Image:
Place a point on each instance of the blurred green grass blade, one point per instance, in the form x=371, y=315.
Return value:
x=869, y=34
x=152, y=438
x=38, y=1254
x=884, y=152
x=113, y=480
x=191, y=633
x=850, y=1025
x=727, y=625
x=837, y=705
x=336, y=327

-------------------------

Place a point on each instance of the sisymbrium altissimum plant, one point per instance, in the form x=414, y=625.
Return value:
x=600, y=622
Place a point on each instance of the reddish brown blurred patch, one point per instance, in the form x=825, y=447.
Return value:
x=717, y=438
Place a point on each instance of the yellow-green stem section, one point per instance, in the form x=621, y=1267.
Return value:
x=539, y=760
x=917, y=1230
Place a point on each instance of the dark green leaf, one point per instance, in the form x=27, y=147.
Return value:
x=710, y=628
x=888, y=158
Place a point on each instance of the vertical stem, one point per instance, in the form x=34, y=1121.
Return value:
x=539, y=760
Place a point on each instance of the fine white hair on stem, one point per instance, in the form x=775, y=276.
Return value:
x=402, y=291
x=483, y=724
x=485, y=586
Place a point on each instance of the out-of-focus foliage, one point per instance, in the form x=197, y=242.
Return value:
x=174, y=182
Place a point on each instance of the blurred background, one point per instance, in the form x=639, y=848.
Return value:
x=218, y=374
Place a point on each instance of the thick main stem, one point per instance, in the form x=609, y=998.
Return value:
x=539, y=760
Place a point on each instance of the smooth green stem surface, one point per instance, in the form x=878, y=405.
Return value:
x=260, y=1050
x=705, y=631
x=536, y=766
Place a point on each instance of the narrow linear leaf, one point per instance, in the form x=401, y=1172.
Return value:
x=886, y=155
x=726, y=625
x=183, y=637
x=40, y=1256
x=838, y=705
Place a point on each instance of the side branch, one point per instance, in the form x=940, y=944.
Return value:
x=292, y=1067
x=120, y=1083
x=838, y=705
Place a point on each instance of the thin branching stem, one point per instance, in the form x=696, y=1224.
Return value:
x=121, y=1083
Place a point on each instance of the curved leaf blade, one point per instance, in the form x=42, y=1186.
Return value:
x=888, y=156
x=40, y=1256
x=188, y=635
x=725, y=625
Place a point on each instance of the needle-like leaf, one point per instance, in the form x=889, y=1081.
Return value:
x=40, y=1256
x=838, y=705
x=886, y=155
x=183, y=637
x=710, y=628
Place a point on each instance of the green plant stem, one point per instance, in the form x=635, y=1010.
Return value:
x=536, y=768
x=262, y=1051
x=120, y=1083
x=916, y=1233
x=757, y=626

-------------------------

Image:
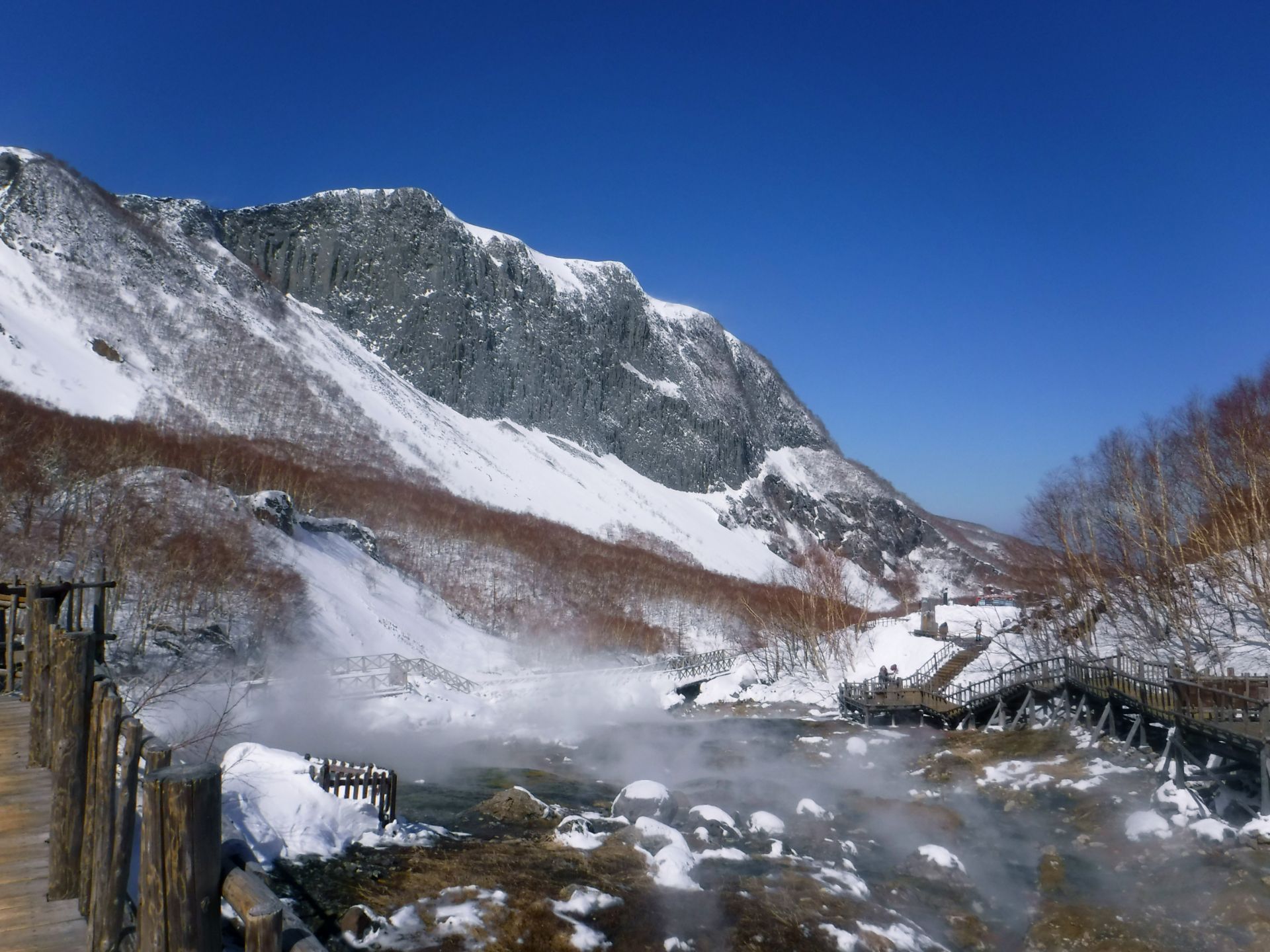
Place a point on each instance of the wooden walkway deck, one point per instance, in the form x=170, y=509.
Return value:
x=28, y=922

-------------------------

From the records above, copy each line in which the string "green" occurs.

Place a point on each instance of the blurred green grass blade, one point per instance, in the form x=371, y=315.
Place a point on each instance of the yellow-green stem section, one point per instance, in the form x=621, y=1267.
Place a point on each instance of the dark green leaf, one point per instance, in the form x=27, y=147.
Place a point on each instance of the smooth green stem surface, one point per instance, in the form x=878, y=405.
Place a point on each instance of the green plant stem, one point per instance, in the form x=635, y=1010.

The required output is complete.